=== Begin Enclosure ===

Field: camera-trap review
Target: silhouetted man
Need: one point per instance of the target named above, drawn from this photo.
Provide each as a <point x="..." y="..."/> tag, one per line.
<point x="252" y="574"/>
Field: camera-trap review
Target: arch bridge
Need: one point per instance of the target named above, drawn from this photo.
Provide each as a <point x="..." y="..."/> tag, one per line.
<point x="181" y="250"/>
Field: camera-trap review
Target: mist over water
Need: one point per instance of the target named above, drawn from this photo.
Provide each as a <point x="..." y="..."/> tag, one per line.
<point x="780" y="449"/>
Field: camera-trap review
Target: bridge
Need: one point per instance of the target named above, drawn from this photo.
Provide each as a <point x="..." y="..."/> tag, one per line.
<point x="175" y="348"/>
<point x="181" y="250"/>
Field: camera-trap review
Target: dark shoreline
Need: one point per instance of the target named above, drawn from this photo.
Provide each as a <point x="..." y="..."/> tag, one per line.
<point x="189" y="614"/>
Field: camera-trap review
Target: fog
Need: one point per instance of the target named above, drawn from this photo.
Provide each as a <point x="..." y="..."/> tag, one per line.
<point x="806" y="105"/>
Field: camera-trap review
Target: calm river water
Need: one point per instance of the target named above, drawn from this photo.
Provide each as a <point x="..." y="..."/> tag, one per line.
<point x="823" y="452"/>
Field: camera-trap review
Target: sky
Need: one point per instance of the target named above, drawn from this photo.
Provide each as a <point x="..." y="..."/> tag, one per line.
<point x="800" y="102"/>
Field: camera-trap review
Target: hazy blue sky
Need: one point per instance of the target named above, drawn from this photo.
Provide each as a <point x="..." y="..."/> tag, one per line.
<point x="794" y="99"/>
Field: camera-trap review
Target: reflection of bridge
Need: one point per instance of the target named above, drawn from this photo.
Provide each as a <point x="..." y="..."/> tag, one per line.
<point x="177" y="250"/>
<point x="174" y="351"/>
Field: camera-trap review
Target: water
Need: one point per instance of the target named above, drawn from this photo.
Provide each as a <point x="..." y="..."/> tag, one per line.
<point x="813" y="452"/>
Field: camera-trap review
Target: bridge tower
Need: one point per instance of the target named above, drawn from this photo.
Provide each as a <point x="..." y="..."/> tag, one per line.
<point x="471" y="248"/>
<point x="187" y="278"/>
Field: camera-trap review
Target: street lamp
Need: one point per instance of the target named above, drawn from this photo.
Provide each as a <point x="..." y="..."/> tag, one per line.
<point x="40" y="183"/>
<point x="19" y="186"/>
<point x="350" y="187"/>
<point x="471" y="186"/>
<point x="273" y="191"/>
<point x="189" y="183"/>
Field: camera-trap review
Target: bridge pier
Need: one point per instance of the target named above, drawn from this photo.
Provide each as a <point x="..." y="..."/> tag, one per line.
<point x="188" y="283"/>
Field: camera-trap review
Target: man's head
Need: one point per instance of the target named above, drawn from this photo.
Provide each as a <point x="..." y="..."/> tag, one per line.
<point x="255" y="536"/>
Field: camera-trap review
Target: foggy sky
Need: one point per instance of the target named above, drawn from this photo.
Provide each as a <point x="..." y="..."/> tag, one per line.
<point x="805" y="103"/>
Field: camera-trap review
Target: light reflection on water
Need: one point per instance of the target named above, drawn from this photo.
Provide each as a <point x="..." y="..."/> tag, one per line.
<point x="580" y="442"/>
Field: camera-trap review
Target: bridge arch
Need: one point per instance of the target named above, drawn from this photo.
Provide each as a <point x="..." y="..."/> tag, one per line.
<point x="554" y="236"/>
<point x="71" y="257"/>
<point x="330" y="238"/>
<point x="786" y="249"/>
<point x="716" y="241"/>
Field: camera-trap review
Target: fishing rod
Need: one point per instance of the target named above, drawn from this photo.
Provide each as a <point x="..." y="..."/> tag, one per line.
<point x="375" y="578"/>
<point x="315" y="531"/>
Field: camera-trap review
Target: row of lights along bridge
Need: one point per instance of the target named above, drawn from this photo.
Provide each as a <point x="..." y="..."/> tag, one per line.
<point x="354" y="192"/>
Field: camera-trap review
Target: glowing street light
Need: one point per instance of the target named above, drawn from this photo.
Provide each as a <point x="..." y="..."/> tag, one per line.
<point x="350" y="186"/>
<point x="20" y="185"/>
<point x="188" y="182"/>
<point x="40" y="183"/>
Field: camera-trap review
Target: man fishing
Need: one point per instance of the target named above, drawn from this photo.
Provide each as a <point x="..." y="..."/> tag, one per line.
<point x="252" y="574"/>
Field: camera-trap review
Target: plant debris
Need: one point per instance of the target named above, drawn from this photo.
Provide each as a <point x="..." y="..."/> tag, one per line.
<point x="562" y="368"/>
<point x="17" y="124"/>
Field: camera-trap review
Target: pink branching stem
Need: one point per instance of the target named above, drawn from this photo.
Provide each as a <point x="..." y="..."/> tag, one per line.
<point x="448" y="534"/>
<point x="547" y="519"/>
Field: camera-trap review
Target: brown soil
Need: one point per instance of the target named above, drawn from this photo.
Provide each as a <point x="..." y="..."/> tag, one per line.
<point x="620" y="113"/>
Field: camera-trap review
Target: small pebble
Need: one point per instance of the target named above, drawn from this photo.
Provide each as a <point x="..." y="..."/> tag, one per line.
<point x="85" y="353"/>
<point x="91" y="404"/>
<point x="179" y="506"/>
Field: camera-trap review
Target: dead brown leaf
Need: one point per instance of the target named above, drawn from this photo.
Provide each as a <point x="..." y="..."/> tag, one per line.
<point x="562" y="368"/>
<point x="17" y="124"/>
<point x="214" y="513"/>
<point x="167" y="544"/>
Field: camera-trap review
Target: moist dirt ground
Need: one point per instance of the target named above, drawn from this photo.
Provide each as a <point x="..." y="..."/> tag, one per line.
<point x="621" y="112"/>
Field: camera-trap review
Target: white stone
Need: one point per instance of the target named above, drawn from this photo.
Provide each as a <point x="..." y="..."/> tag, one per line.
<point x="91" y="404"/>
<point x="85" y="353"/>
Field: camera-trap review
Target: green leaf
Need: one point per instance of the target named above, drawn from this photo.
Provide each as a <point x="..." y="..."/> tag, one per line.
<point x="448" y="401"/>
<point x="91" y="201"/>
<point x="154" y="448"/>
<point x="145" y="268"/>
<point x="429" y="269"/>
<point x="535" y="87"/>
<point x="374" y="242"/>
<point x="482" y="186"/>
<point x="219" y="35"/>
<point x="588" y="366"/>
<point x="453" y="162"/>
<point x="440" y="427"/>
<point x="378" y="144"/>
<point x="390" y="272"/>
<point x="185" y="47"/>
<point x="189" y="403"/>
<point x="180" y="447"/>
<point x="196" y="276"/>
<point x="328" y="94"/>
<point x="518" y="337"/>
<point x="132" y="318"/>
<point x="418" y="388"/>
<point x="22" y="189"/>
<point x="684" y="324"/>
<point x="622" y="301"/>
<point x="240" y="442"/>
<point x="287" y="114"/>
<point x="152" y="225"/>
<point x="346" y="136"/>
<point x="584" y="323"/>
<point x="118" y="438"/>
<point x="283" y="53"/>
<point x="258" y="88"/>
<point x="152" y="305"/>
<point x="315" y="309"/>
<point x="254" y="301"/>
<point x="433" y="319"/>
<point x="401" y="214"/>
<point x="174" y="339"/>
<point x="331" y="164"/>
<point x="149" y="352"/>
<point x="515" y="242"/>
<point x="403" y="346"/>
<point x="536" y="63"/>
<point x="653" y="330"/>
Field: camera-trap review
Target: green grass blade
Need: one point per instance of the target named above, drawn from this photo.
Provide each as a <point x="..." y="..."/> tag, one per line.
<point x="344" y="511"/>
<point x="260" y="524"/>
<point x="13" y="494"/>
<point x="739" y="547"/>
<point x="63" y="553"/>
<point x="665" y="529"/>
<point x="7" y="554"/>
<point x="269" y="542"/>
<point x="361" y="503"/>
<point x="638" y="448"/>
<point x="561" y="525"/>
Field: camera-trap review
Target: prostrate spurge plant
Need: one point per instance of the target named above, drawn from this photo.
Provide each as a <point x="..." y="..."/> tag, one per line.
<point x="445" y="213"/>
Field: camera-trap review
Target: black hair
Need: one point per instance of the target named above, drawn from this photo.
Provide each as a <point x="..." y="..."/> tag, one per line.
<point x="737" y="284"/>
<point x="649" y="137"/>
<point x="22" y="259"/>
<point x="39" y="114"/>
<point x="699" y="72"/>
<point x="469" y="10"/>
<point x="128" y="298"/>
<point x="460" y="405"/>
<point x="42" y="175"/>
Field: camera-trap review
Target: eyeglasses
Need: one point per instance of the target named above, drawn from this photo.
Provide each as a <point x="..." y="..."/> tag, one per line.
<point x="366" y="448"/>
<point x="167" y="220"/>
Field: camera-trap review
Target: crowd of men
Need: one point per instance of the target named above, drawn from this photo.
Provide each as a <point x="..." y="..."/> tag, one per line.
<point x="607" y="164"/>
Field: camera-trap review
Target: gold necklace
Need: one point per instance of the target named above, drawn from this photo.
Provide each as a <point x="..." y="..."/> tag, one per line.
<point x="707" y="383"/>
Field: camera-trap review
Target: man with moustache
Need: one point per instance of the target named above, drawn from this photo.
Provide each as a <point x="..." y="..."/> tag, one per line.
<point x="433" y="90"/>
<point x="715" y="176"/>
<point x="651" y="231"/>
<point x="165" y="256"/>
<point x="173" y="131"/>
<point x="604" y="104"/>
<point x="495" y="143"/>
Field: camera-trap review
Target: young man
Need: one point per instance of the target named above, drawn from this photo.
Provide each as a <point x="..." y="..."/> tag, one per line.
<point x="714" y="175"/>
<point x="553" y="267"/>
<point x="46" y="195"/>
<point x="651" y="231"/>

=== End Enclosure ===

### WHAT YOU SHOULD DO:
What lines in the material mention "street"? Copy every one of them.

### OUTPUT OF THE TASK:
Target: street lamp
Target: glowing street light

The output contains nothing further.